— EXERCÍCIO BREVE 1 —
Segundo o texto sobre Timor Leste, que governo será responsável pela manutenção da paz e segurança no território durante a consulta popular?
— EXERCÍCIO BREVE 2 —
Traduza para inglês esta frase do texto sobre Timor Leste: "Solicitar ao Secretário-Geral que comunique o resultado da consulta popular ao Conselho de Segurança e à Assembleia Geral, bem como que informe os Governos da Indonésia e de Portugal e o povo de Timor Leste."

— TEXTO PARA LER —
+ + +

Tendo discutido um enquadramento constitucional para uma autonomia de Timor Leste com base num projecto apresentado pelas Nações Unidas, com as alterações introduzidas pelo Governo Indonésio;

Tomando a devida nota da posição do Governo da Indonésia de que a autonomia especial proposta deveria ser posta em prática apenas como uma solução final da questão de Timor Leste com total reconhecimento da soberania indonésia sobre Timor Leste;

Tomando a devida nota da posição do Governo de Portugal de que um regime de autonomia deveria ser transitório, não exigindo o reconhecimento da soberania indonésia sobre Timor Leste nem a retirada de Timor Leste da lista de Territórios Não Autónomos da Assembleia Geral, enquanto não existir uma decisão final quanto ao estatuto de Timor Leste por parte do povo timorense através de um acto de autodeterminação sob os auspicios das Nações Unidas;

Tendo em conta que apesar dos Governos da Indonésia e de Portugal manterem as suas posições de princípio quanto à proposta de autonomia especial elaborada, ambos concordam que é essencial fazer avançar o processo e que, portanto, os Governos da Indonésia e de Portugal concordam que o Secretário-Geral consulte o povo de Timor Leste sobre o enquadramento constitucional para autonomia que se encontra anexo a este documento;

Tendo em conta que os Governos da Indonésia e de Portugal pediram ao Secretário-Geral que concebesse o método e os procedimentos para a consulta popular mediante votação directa, secreta e universal;


Acordam o seguinte:

Artigo 1º
Solicitar ao Secretário-Geral para pôr a proposta de enquadramento constitucional em anexo, que concede uma autonomia especial a Timor Leste dentro da República unitária da Indonésia, à consideração do povo de Timor Leste, tanto dentro como fora do território, para que possa aceitá-lo ou rejeitá-lo por meio de uma consulta popular com base numa votação directa, secreta e universal.

Artigo 2º
Solicitar ao Secretário-Geral que, imediatamente após a assinatura deste Acordo, estabeleça uma missão das Nações Unidas para Timor Leste, de forma a permitir-lhe levar a cabo eficazmente a consulta popular.

Artigo 3º
O Governo da Indonésia será responsável pela manutenção da paz e segurança em Timor Leste de forma a garantir que a consulta popular se realize de uma forma justa e pacífica numa atmosfera livre de intimidação, violência e interferência de qualquer lado.

Artigo 4º
Solicitar ao Secretário-Geral que comunique o resultado da consulta popular ao Conselho de Segurança e à Assembleia Geral, bem como que informe os Governos da Indonésia e de Portugal e o povo de Timor Leste.

+ + +

— DADOS FORNECIDOS —
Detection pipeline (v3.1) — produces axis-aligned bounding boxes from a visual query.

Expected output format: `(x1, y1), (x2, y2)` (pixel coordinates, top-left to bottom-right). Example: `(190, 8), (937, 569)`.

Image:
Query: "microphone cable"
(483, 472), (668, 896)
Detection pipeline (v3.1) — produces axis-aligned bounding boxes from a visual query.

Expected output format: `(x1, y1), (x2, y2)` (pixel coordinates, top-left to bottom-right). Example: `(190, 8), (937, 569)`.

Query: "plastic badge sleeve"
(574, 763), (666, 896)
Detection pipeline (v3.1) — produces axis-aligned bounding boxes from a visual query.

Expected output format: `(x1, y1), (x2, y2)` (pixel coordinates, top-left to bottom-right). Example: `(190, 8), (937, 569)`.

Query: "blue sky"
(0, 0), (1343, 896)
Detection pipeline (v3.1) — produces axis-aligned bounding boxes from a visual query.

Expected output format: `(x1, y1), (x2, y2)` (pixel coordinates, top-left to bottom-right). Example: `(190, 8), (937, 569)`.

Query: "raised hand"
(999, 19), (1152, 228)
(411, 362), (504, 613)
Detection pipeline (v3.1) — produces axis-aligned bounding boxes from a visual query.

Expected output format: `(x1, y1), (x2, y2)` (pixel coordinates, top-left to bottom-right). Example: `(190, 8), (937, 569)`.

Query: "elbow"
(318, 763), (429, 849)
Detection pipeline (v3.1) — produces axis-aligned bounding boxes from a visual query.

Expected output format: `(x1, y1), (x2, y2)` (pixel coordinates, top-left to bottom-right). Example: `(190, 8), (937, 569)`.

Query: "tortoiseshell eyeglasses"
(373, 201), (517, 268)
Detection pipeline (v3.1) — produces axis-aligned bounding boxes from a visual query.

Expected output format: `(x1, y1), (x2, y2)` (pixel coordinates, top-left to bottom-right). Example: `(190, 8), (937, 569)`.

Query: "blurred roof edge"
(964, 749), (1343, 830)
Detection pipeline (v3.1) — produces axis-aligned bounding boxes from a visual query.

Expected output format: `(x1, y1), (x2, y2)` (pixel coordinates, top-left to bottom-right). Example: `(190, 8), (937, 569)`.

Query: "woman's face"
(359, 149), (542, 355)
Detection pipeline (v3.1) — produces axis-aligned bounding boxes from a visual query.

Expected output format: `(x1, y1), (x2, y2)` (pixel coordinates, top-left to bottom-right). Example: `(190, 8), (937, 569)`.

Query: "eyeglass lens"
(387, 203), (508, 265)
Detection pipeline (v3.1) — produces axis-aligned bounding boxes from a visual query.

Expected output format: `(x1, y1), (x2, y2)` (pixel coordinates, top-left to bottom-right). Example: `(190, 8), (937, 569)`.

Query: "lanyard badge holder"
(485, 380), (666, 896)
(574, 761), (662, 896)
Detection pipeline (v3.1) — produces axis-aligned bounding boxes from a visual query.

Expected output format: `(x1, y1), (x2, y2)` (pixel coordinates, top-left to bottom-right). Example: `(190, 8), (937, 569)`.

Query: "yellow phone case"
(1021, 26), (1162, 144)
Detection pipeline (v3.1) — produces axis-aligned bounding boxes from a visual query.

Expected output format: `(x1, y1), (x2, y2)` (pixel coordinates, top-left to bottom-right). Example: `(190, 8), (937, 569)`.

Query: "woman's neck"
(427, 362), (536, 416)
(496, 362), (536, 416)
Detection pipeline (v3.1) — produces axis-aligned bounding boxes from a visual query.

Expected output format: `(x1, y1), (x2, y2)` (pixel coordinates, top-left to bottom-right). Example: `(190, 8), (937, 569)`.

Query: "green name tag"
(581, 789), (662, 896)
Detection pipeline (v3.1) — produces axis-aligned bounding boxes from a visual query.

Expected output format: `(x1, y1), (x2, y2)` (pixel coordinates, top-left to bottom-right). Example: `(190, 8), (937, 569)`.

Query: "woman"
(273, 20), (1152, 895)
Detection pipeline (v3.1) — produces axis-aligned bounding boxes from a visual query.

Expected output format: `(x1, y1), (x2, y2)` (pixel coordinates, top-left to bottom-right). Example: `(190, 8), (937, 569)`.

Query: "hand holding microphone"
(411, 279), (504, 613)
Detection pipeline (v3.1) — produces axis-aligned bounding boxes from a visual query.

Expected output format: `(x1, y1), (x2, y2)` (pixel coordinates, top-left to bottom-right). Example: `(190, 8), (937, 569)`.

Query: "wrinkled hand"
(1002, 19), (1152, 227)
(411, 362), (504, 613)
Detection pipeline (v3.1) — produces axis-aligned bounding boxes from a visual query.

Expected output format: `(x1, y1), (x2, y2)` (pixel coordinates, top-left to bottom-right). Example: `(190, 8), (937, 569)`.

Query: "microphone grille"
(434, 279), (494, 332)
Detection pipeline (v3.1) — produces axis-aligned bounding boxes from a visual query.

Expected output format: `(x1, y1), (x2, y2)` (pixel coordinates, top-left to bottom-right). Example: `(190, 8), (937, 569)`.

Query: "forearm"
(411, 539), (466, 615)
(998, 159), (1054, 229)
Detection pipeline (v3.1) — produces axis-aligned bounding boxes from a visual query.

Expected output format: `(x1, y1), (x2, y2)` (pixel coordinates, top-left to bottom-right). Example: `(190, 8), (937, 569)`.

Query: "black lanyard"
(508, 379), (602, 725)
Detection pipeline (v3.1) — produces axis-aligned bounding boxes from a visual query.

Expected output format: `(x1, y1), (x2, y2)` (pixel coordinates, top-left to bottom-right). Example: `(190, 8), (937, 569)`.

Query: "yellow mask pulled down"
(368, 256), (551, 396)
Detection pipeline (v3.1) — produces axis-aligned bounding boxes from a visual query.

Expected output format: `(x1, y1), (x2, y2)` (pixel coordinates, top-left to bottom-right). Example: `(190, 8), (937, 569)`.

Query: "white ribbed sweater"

+ + +

— RESPOSTA ESPERADA 1 —
O Governo da Indonésia.

— RESPOSTA ESPERADA 2 —
To request the Secretary-General to report the result of the popular consultation to the Security Council and the General Assembly, and to inform the Governments of Indonesia and Portugal and the people of East Timor.